EXERCISE OBJECTIVE:
Change "bounding boxes" to "box outlines" everywhere in the records below, keeping everything else the same. Leave the pictures out of your answer.

A block of data
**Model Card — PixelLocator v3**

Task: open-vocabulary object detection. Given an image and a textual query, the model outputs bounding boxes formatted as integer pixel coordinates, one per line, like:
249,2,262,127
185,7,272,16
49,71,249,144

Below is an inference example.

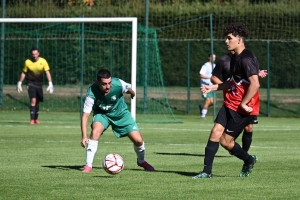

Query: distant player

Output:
17,47,54,124
81,69,154,172
199,54,216,119
193,22,260,178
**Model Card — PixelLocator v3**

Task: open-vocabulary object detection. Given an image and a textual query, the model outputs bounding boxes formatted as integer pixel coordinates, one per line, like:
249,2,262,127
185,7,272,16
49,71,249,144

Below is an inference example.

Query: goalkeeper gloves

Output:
47,82,54,93
17,81,23,93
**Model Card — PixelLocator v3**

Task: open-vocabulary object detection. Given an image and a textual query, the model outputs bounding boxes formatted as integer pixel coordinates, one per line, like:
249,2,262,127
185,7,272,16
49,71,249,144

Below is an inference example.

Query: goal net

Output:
0,18,180,123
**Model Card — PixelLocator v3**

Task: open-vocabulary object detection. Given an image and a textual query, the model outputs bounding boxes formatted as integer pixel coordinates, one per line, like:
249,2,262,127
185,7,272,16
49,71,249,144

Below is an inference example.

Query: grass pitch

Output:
0,111,300,200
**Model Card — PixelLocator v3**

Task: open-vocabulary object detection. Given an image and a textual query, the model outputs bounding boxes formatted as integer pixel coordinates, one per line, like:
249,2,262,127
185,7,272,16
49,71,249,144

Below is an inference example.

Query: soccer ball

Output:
102,153,124,175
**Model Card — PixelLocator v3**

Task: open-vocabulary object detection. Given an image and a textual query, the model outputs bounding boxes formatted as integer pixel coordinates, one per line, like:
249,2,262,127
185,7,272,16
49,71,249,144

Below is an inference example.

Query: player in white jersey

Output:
199,54,216,119
81,69,154,172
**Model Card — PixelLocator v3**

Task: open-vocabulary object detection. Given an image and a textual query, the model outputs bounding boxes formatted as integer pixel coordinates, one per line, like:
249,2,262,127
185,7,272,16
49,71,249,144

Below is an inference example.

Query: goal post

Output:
0,17,137,119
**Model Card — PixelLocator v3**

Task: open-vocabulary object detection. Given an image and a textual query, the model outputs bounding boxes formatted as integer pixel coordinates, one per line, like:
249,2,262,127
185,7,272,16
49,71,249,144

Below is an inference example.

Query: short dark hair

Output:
30,47,40,52
223,22,249,38
97,69,111,81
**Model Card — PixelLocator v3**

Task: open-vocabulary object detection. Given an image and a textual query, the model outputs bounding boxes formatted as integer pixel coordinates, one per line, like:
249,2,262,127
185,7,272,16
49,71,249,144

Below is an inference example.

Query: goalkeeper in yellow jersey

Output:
17,47,54,124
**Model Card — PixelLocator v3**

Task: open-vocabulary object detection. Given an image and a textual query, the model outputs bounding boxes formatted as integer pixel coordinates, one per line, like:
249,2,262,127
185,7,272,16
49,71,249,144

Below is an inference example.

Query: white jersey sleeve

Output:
83,95,94,113
119,79,131,93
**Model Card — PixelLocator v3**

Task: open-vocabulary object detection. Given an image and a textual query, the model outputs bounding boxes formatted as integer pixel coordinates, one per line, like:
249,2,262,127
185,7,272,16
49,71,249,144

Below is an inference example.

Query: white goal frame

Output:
0,17,137,119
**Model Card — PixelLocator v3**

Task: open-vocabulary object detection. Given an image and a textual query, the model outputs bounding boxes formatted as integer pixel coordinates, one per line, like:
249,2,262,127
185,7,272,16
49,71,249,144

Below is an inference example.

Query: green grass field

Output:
0,111,300,200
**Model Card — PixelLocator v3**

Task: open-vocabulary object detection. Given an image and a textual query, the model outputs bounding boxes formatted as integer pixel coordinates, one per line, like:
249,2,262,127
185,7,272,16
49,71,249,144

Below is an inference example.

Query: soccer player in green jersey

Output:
81,69,154,172
17,47,54,124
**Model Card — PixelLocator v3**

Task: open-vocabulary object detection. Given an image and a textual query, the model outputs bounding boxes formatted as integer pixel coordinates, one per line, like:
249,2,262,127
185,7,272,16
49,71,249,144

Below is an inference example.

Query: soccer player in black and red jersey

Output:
193,22,260,178
210,51,268,152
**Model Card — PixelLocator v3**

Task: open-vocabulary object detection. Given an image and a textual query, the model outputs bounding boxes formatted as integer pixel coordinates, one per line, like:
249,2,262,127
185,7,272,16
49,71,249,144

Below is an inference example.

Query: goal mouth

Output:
0,17,181,123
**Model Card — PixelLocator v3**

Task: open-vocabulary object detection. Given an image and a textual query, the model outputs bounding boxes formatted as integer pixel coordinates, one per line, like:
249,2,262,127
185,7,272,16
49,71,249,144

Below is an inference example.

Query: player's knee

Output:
220,134,234,150
244,124,253,132
209,131,223,142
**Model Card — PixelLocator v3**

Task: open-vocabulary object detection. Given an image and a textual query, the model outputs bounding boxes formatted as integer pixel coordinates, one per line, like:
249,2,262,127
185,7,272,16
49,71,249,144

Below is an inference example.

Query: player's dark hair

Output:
223,22,249,39
97,69,111,81
30,47,40,52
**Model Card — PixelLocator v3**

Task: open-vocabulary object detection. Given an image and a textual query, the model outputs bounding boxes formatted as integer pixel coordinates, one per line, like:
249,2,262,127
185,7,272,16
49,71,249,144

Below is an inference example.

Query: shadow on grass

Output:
6,94,30,108
126,169,229,178
41,165,236,178
154,152,232,158
41,165,103,171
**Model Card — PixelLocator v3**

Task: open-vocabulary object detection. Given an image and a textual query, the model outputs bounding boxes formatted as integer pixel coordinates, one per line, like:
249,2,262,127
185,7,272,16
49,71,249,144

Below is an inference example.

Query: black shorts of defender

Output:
250,115,258,124
28,85,44,102
215,105,253,138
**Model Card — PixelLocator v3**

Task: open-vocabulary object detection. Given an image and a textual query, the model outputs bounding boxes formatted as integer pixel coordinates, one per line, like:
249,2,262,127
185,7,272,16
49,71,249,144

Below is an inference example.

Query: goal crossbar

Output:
0,17,137,119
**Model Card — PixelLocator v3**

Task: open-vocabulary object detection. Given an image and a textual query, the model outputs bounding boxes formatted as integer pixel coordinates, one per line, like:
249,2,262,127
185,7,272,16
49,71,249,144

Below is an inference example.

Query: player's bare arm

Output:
81,112,90,148
200,74,210,79
258,69,268,78
126,88,135,99
240,75,260,112
45,71,52,82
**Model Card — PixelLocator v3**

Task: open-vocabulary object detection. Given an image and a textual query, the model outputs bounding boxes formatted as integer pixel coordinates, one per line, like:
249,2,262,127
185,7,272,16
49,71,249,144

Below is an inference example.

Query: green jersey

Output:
83,78,131,116
83,78,139,138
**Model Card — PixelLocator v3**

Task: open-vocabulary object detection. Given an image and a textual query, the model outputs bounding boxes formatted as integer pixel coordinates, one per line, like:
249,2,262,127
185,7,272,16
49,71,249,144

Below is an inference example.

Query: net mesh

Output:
0,0,300,117
3,22,180,123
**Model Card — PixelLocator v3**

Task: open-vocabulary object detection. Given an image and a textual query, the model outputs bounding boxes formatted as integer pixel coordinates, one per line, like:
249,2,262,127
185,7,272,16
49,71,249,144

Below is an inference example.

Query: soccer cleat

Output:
137,161,154,172
82,165,93,173
240,155,258,177
192,172,212,179
199,104,203,116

COMPLETE RESPONSE:
**Model Card — PixelLocator v3**

Task: open-vocabulary object detection. Given an image and a textual query, the model outputs box outlines formatted as integer pixel coordinates, one per line, like:
249,2,262,127
185,7,272,16
49,71,249,144

Below is an inference example.


Query: distant player

Output:
17,47,54,124
81,69,154,172
199,54,216,119
193,22,260,178
**Model Card — PixelLocator v3**

Task: open-vocabulary object detection. Given an image and a textual query, the model outputs box outlines formatted as integer pixel coordinates, one per line, like:
249,2,262,127
185,7,272,16
49,71,249,144

Below is an inference example.

Query: goalkeeper gloves

Output:
47,82,54,93
17,81,23,93
**Model Card — PixelLocator v3**

Task: open-vocabulary object detection. Given an image and a textual query, the model outputs box outlines formatted as integer pixel coordinates, one per line, like:
249,2,262,127
185,7,272,16
49,71,249,144

Below is an inference example.

Query: goal net

Output:
0,18,180,123
**Model Card — PixelLocator v3**

Task: open-vocabulary object detection. Given an image and a textual query, the model outputs box outlines formatted as integer pixel coordinates, one per line, like:
249,2,262,127
185,7,272,16
49,71,249,144

Below is an inference example.

Query: grass pitch

Output:
0,111,300,200
**Model Card — PixelLocator v3**

Task: open-vocabulary object detection. Given an image and a textual query, the model outputs box outlines formatted as integer pixel coordinates, one per line, like:
249,2,262,127
185,7,272,16
49,71,249,144

Below is an inference example.

Query: soccer ball

Output:
102,153,124,175
**Model Card — PixelLocator v3**

Task: open-vocabulary object detection. Given an image and a textual query, the model outputs box outlines formatted as integer pixel coordinates, one per line, like:
249,2,262,127
185,7,272,16
49,71,249,144

Below is an inference example.

Query: player in white jersey

Output:
199,54,216,119
81,69,154,172
**Model Card — PixelLocator v3**

Task: open-vocabulary object detection. Given an image and a textual query, the model outputs box outlines formatted as integer pixel coordinates, one per line, like:
249,2,262,127
185,7,272,16
49,71,249,144

Below is an inference example.

Query: goal post

Output:
0,17,137,119
**Model Card — PixelLocator v3**

Task: open-vocabulary object detection. Given an image and a textual query, the model outputs box outlines formatted as integer pixel coordinates, one per line, like:
249,2,262,127
185,7,272,16
49,71,249,144

Below is an inference example.

Query: short dark hair

Output:
30,47,40,52
223,22,249,38
97,69,111,81
**Model Card — PixelLocator v3**

Task: open-vocabulary object detection. Given an image and a textual query, the model outputs box outlines formatted as integer pixel coordinates, one per line, like:
249,2,262,127
185,7,272,16
49,71,249,144

Below is an inference example.

Query: goalkeeper in yellow jersey

Output:
17,47,54,124
**Model Card — PixelLocator v3**

Task: open-vocabulary object detection. Given an image and a textual query, the model outputs box outlines formatted as integer pixel coordinates, one per line, like:
249,2,262,127
185,7,272,16
49,71,249,144

Below is an inference example.

Query: white jersey sleeve

Output:
83,95,94,113
119,79,131,93
**Model Card — PixelLocator v3**

Task: open-vocabulary object detection. Given an image and a textual query, the model outputs box outlines formatted as integer pixel coordinates, one per line, like:
249,2,262,127
185,7,272,16
49,71,249,144

Below is an inference example.

Query: white goal frame

Output:
0,17,137,119
**Model Card — PixelLocator v3**

Task: open-vocabulary object detection. Given an image and a textual query, the model outputs box outlines formatted as integer pixel coordinates, one per line, like:
249,2,262,127
185,7,272,16
49,71,249,144

Below is an inference example.

Query: green grass field

Output:
0,111,300,200
**Model Card — PixelLocator v3**

Task: open-vocabulary object detection. Given an image and a textual query, the model outputs box outlines formatted as integer pixel coordinates, one per line, like:
249,2,262,127
185,7,272,16
49,71,249,144

Below is an inference example.

Query: soccer player in green jersey

Output:
81,69,154,172
17,47,54,124
**Model Card — PixelLocator v3**

Task: open-vocabulary object detection. Given an image and a textual query, the model outputs box outlines formatted as integer pixel coordinates, one per line, like:
249,2,262,127
185,7,272,16
49,71,249,144

Below is an inference example.

Query: soccer player in black and red jersey

Output:
193,22,260,178
210,51,268,152
**Model Card — PixelLocator v3**

Task: open-vocabulary object detection. Given an image and a textual query, the model outputs box outlines formatted as integer pixel coordinates, one per line, like:
249,2,262,127
185,7,272,16
49,71,249,144

Below is an inference example.

Query: goal mouth

Output:
0,17,181,123
**Model Card — PixelLocator v3**

Task: open-vocabulary object detection. Given an image and a textual query, the model outputs box outlines formatted as integer pixel coordinates, one per line, like:
249,2,262,127
185,7,272,16
49,71,249,144

Below is an inference example.

Query: player's knee

Output:
220,134,234,150
244,124,253,132
209,131,223,142
**Model Card — PixelLocator v3**

Task: open-vocabulary object detection. Given an image and a textual query, the model outputs box outlines formatted as integer pixel coordinates, one per line, like:
249,2,262,127
185,7,272,16
49,71,249,144

Below is an inference example.

Query: player's dark hair

Output:
223,22,249,39
97,69,111,81
30,47,40,52
**Model Card — PixelLocator v3**

Task: open-vocabulary object detection. Given an image and a textual query, the model outputs box outlines formatted as integer pixel coordinates, one per line, like:
249,2,262,127
185,7,272,16
49,71,249,144

Below is an inference example.

Query: shadow on grass

Output:
6,94,30,108
126,169,229,178
41,165,236,178
154,152,232,158
41,165,103,171
**Model Card — PixelLocator v3**

Task: open-vocabulary object detection. Given an image and a textual query, the model outputs box outlines formatted as integer pixel coordinates, one per line, like:
249,2,262,127
185,7,272,16
49,71,249,144

Below is an inference example.

Query: black shorts of defender

Output:
250,115,258,124
28,85,44,102
215,105,253,138
**Model Card — PixelLocator v3**

Task: open-vocabulary object detection. Given an image and a textual query, the model outputs box outlines formatted as integer pixel coordinates, one per line, like:
249,2,262,127
185,7,272,16
49,71,249,144

Below is an inference example.

Query: goal crossbar

Output:
0,17,137,119
**Model Card — PixelLocator v3**

Task: open-vocabulary object detection. Given an image and a textual query, the model outputs box outlines formatted as integer pixel coordinates, one per line, like:
249,2,262,127
185,7,272,16
49,71,249,144

Below is an inference example.

Query: player's bare arm

Output:
81,112,90,148
200,74,210,79
258,69,268,78
126,88,135,99
240,75,260,112
45,71,52,82
**Model Card — PixelLocator v3**

Task: open-vocabulary object detection. Given an image and a textual query, the model outputs box outlines formatted as integer pixel coordinates, one per line, like:
249,2,262,127
185,7,272,16
49,71,249,144

Below is an inference example.

Query: green jersey

Output:
83,78,131,116
83,78,139,138
**Model Card — PixelLocator v3**

Task: open-vocabulary object detection. Given an image and a textual query, the model outputs box outlines formatted as integer pixel coordinates, one per line, like:
249,2,262,127
185,7,272,16
49,71,249,144

Below is an inference example.

Query: net mesh

Output:
0,0,300,117
3,22,180,123
**Model Card — PixelLocator v3**

Task: open-vocabulary object detection. Given an image and a textual query, the model outputs box outlines formatted as integer pixel coordinates, one per line, like:
249,2,262,127
185,7,272,16
49,71,249,144

Below is an inference example.

Query: soccer cleat

Output:
137,161,154,172
82,165,93,173
240,155,258,177
192,172,212,179
199,104,203,116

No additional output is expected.